**Given data**
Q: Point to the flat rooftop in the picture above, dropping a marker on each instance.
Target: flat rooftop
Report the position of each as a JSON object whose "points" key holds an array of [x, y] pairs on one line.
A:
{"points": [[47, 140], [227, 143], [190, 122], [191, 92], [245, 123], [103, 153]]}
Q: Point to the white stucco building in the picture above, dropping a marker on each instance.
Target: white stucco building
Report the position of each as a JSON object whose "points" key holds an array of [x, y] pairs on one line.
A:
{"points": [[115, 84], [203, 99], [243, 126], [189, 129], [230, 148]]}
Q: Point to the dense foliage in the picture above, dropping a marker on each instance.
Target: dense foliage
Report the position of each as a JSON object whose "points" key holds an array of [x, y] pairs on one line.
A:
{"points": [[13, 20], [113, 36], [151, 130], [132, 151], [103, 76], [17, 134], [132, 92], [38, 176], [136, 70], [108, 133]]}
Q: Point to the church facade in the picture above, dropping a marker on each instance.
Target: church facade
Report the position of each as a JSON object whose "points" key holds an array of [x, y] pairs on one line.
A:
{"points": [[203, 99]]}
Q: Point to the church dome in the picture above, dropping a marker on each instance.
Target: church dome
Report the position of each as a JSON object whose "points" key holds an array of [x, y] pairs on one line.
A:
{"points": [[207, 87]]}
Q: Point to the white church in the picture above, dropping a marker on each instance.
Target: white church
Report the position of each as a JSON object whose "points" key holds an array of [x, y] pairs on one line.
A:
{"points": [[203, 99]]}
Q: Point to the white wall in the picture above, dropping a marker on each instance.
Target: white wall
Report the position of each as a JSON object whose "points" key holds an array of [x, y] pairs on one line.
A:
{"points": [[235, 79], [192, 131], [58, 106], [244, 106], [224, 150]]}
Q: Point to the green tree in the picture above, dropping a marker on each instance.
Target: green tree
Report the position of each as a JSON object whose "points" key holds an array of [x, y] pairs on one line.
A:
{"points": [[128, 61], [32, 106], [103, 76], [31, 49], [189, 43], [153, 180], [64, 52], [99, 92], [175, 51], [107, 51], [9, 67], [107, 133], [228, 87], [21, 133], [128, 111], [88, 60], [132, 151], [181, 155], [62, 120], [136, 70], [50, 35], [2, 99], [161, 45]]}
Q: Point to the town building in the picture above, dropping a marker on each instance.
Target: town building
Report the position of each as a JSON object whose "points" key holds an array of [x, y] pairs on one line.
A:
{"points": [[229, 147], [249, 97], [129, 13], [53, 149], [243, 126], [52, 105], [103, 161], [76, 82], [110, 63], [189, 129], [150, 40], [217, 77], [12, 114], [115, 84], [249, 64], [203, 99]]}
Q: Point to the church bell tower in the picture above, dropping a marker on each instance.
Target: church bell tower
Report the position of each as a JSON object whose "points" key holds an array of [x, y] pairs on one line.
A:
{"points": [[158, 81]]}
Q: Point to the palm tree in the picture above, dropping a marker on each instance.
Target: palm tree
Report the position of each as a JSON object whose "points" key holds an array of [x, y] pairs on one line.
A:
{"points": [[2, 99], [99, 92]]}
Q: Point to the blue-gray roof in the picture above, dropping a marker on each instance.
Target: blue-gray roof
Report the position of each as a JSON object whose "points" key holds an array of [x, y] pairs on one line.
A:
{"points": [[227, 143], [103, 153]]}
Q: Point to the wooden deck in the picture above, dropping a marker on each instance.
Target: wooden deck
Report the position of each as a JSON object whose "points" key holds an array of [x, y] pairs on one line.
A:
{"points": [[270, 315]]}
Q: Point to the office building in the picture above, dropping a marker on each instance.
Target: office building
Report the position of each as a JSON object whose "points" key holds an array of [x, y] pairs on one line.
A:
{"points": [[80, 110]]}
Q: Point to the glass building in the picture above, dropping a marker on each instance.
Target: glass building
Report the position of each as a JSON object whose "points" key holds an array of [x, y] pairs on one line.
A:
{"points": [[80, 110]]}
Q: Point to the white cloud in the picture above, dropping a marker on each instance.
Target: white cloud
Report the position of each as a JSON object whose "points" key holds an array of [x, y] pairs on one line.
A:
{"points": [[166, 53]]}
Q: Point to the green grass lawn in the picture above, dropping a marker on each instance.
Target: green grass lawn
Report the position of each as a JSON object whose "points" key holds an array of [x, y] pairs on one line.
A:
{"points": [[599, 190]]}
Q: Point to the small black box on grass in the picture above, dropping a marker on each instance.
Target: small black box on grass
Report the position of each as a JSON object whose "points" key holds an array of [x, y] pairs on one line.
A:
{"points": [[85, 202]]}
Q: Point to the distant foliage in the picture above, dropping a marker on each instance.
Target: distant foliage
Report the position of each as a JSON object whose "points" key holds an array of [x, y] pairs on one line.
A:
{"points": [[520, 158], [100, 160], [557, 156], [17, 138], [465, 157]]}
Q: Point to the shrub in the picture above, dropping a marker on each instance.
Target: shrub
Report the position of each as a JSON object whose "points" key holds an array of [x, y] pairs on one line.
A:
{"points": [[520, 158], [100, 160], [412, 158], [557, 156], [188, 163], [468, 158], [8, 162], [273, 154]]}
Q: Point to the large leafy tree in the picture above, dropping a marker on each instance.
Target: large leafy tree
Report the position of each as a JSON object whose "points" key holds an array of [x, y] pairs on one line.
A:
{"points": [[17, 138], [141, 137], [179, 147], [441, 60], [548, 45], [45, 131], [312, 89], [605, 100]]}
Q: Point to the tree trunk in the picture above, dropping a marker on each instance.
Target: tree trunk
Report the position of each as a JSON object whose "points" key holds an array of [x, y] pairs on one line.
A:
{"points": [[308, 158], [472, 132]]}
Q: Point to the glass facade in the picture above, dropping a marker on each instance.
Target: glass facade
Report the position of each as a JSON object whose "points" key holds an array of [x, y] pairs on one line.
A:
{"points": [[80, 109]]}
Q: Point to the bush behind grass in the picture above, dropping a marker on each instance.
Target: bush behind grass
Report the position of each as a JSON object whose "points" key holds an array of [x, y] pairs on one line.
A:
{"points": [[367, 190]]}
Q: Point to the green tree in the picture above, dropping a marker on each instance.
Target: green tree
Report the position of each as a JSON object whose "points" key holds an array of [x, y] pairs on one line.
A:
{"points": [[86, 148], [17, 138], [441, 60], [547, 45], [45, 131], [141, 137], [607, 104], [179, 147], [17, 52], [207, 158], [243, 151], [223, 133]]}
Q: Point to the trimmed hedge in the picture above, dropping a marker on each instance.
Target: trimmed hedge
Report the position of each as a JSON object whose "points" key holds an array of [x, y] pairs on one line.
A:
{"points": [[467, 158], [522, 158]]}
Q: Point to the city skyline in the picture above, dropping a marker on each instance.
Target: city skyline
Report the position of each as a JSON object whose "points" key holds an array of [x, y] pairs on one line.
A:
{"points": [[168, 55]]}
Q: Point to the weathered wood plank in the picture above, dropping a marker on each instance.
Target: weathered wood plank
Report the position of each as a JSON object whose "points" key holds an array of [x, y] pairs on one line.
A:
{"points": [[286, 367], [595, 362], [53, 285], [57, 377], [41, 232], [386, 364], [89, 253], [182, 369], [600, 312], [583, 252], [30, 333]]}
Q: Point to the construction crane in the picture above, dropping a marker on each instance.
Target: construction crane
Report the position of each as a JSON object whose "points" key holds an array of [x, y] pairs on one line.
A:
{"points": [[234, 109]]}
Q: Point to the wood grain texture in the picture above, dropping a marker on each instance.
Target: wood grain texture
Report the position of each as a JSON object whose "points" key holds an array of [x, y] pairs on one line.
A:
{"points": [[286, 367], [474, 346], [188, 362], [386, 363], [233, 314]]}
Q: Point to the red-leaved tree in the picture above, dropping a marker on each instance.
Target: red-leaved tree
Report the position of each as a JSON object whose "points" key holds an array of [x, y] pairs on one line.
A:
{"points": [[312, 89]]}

**Direction**
Render the lines above as a Markdown table with the columns Row and Line text, leaving out blank lines. Include only the lines from the one holding "Q: Point to the red-leaved" through the last line, both ends included.

**Complete output**
| Row | Line text |
|---|---|
| 1 | Q: Point to the red-leaved tree in the picture above, dropping a marker on each instance. |
| 2 | Target: red-leaved tree |
| 3 | Report the position of each as a JSON object whose "points" key holds an array of [x, y] pairs on one line. |
| 4 | A: |
| 5 | {"points": [[312, 89]]} |